----- Document passage -----

Then ...  Information from a snitch is usually unreliable at best and all they gleaned from the meeting was a name, Rodney, that may or may not turn out to be useful.  As they leave Enrico's you can just see the awning sign of the adjacent drag venue Finocchio's at 506 Broadway.  They then turn at the fish and chip shop on the corner and head up Kearny Street.

... and Now,  the metal framework of the former Enrico's awning is still in place, a skeletal reminder of what used to be, as too is the stunted remnant of the corner power pole.  The Kearny steps have since been renamed for Peter Macchiarini, a local jewelry designer and founder of a number of San Francisco street fairs.  Finocchio's has become home to the Pier 5 law firm.

 

  Viewed from across Broadway Finocchio's is pictured here alongside Enrico's in an early 1960s image.  It featured cross-dressing entertainment from 1936 until it closed in 1999.  A must-see for visitors of the day, it remained a city favorite over the decades.  Check out this TV feature on the club from 1980.

----- Information provided -----

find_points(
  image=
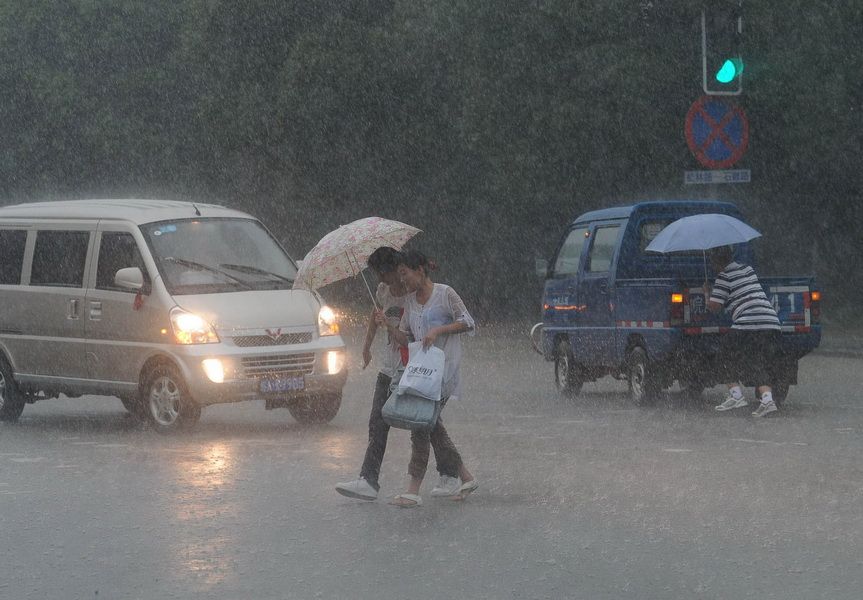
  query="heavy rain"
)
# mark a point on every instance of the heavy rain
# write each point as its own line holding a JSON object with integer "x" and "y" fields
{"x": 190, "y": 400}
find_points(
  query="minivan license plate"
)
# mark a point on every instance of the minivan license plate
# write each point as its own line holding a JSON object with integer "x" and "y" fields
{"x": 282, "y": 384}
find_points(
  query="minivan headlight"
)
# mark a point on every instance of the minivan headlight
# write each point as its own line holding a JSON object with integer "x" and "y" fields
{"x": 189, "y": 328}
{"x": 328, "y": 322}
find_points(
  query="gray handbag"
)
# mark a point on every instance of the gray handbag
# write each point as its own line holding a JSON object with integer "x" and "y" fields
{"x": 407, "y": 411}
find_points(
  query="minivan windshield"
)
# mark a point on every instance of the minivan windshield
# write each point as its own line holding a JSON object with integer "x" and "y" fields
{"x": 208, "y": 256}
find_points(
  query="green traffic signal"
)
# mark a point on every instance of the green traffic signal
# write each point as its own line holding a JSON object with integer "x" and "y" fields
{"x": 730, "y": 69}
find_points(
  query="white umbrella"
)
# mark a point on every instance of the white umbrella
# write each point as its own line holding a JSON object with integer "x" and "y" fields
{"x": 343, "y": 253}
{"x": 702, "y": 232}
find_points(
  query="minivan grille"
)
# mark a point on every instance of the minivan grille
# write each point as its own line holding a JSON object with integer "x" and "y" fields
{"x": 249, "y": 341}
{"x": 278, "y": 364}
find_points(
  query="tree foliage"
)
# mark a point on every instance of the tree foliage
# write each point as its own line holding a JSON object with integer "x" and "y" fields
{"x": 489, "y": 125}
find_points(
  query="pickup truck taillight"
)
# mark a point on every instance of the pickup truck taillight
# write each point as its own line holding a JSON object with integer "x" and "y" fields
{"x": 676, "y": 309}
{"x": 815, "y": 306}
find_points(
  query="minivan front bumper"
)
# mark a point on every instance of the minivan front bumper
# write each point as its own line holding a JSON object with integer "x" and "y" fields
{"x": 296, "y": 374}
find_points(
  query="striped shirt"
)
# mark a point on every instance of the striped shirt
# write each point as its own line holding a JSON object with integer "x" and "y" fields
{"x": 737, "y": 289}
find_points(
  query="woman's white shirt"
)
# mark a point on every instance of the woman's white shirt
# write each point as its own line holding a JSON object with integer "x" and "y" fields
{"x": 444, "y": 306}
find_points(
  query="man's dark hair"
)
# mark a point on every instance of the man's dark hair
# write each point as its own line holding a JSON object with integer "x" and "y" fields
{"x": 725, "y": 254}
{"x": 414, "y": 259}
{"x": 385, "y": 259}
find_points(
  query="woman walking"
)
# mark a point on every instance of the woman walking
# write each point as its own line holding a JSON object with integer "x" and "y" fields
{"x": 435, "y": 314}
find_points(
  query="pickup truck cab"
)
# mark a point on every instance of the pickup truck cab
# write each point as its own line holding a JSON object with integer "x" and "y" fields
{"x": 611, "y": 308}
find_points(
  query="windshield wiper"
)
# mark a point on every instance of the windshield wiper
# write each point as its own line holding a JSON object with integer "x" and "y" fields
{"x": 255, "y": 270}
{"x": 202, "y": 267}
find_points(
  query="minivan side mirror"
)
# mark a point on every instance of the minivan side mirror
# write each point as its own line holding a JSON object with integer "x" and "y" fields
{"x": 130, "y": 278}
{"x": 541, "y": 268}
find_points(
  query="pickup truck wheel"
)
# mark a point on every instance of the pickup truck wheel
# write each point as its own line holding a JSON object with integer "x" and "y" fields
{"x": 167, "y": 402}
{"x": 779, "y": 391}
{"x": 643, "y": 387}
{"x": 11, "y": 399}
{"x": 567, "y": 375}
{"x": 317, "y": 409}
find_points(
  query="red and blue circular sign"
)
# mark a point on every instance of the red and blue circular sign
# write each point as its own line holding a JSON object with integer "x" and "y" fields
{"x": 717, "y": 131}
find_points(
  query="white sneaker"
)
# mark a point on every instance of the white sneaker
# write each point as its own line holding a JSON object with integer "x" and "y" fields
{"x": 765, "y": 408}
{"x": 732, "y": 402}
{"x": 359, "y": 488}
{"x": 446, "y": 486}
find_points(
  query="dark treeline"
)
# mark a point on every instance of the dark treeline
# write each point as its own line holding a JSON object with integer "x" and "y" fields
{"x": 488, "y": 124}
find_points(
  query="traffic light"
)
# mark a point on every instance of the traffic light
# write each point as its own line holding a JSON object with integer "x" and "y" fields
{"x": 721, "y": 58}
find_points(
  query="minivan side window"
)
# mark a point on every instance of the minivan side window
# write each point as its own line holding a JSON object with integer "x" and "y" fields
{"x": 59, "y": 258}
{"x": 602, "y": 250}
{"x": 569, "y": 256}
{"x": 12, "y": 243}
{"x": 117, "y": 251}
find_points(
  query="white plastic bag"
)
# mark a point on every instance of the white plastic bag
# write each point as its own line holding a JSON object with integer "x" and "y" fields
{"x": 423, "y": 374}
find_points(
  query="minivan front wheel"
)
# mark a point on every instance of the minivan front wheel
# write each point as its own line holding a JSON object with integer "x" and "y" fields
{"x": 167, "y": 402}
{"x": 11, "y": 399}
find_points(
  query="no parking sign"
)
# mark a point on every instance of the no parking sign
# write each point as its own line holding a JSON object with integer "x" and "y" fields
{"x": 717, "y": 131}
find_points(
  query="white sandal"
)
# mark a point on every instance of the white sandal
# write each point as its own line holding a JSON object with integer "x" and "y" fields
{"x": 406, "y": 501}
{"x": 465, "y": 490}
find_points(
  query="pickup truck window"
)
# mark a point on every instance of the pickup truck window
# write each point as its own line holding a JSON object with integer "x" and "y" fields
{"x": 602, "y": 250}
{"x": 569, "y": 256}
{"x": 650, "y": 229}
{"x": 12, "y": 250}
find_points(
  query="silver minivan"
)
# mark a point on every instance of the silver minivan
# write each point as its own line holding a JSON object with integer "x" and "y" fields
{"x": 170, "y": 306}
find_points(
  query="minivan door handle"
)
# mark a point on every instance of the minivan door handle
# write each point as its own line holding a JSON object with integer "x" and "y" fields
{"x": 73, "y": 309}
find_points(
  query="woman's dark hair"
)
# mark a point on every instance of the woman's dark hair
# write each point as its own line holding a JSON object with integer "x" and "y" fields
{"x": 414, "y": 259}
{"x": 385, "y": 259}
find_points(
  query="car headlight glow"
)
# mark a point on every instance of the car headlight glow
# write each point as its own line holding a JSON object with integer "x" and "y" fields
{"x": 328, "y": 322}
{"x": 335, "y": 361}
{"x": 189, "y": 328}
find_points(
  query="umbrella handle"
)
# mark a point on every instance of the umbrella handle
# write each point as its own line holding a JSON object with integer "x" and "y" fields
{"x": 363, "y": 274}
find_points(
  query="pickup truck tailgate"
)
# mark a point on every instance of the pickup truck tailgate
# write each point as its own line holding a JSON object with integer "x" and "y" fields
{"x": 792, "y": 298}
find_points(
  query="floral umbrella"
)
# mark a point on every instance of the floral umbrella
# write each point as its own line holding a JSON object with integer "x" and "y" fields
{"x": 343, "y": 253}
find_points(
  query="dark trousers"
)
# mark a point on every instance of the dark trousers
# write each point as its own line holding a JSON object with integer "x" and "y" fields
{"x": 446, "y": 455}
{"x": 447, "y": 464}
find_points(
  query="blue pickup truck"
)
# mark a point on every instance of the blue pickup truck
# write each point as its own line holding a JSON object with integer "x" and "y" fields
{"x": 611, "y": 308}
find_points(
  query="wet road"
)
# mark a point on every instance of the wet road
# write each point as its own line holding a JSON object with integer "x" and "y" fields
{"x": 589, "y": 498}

-----
----- Information provided -----

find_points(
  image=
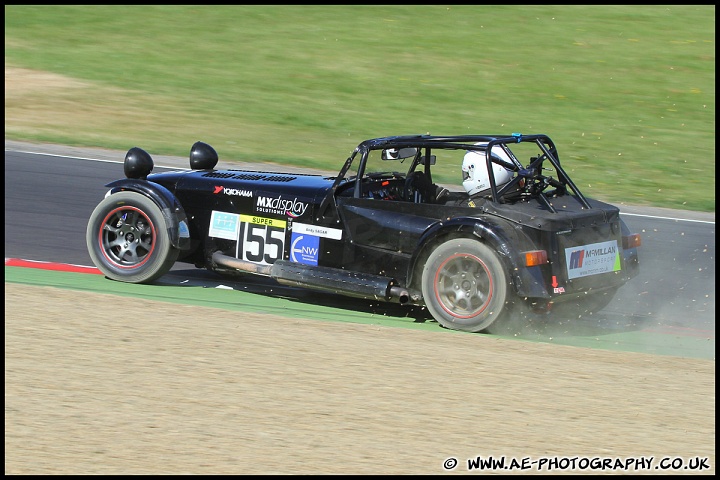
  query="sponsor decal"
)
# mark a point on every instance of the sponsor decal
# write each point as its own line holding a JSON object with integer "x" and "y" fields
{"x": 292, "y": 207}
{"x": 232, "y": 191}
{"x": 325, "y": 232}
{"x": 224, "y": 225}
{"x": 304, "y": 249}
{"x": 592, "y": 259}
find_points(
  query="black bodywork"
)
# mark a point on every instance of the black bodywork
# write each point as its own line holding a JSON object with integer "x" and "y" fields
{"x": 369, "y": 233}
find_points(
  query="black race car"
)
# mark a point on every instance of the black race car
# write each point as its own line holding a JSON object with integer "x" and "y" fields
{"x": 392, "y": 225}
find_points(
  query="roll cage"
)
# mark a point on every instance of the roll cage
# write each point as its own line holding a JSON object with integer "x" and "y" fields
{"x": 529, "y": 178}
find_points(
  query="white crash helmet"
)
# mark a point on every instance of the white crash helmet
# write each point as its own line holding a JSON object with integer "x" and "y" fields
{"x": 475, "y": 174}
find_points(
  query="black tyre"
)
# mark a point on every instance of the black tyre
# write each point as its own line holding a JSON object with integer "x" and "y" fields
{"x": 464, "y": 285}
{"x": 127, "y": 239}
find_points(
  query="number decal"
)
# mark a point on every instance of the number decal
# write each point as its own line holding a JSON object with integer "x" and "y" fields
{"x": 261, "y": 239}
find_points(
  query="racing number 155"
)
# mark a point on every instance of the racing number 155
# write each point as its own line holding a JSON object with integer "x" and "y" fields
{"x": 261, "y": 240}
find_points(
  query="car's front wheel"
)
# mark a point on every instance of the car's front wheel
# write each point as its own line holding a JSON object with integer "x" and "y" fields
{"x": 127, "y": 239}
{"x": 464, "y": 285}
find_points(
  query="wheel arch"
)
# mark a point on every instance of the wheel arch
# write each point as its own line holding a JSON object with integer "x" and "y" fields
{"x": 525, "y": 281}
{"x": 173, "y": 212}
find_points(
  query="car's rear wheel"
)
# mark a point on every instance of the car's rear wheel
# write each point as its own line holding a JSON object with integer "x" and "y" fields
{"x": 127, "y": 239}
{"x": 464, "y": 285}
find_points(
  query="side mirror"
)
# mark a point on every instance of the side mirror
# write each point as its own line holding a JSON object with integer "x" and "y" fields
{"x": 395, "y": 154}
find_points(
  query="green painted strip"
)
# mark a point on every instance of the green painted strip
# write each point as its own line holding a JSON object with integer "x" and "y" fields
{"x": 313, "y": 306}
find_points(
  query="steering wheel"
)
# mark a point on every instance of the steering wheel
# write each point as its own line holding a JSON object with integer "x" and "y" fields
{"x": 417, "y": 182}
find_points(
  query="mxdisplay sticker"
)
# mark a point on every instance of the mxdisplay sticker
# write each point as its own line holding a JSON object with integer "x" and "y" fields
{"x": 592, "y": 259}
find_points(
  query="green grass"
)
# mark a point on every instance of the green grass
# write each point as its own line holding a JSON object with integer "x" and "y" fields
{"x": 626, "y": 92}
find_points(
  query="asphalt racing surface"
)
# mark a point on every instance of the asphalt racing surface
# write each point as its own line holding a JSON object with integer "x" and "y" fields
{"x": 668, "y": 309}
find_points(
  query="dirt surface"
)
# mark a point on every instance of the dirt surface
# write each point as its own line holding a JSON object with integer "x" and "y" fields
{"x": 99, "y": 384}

-----
----- Information provided -----

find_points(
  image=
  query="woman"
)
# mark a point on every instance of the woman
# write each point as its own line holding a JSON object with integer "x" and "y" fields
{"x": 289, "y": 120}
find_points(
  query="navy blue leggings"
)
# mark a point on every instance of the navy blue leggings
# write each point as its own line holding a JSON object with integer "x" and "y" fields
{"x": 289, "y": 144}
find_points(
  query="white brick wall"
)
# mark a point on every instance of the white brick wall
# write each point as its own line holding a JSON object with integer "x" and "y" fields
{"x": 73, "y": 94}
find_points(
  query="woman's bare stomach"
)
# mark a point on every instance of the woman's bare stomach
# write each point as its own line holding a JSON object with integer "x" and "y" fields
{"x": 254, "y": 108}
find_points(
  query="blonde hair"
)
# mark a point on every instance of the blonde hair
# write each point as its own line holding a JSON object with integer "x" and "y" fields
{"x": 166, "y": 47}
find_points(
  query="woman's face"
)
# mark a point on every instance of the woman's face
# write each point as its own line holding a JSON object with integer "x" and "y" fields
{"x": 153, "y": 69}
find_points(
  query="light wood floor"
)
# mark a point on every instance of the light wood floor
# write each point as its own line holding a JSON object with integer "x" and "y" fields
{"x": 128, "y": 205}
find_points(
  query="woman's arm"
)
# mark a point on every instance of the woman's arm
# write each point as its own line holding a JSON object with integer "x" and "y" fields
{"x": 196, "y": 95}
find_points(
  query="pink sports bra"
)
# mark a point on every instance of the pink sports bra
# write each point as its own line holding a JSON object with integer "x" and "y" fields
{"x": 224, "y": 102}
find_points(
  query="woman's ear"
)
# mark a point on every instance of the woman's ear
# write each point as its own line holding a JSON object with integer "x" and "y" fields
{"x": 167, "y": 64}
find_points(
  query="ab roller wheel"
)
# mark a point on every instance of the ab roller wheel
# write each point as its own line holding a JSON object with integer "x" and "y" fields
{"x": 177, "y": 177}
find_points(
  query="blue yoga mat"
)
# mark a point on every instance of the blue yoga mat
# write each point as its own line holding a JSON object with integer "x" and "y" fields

-----

• **Set task 1**
List every business the San Francisco street passage refers to by name.
• **Set task 2**
Carry on the San Francisco street passage from its final sentence.
These entries have no connection to the San Francisco street passage.

• **Reply 1**
Enrico's, Finocchio's, the Pier 5 law firm

• **Reply 2**
Then ...  Their car is parked a short way up Kearny on a block so steep that steps replace sidewalks the whole way up on both sides.  Fortunately Jake knew how to curb his wheels, second nature with San Franciscans, but that looks like a No Parking sign up the way; certainly parking is prohibited here today.

... and Now,  some updated ductwork on the left, repainted exteriors, otherwise there are no significant changes.

 

The House Across The Bay - Tim's Best Friend

    Mary and Brenda stop by a store to make a phone call.  Mary, sassy as ever, hectors the man hogging the phone, Tim Nolan (Walter Pidgeon).  He doesn't mind, in fact he rather takes a shine to Brenda.  But she resists his efforts to get to know her, wanting no part of a new male friendship.

 

Then ...  Tim is a determined man and he manages to find out her address.  He pulls up across the street from her apartment on Lombard Street.  With Angel Island and Pier 37 lining up in the distance, this must be the junction with the north end of Kearny (map).

... and Now,  This block of Kearny has been developed quite a bit since then, including these houses, but Angel Island and the site of the demolished pier 37, now a marina, are still visible from here.

 

Then ...  Tim looks up to her apartment on the top floor of 301 Lombard Street at the base of Telegraph Hill ....

... and Now,  it's been over 70 years but you'd hardly know it comparing the houses today.

 

Then ...  As Tim wonders how best he should make contact a deliveryman arrives and calls Brenda from an outside phone.  She buzzes the door open for him and before it closes Tim urges his dog Smitty to follow the man.  He then returns home and, craftily, awaits a call from Brenda.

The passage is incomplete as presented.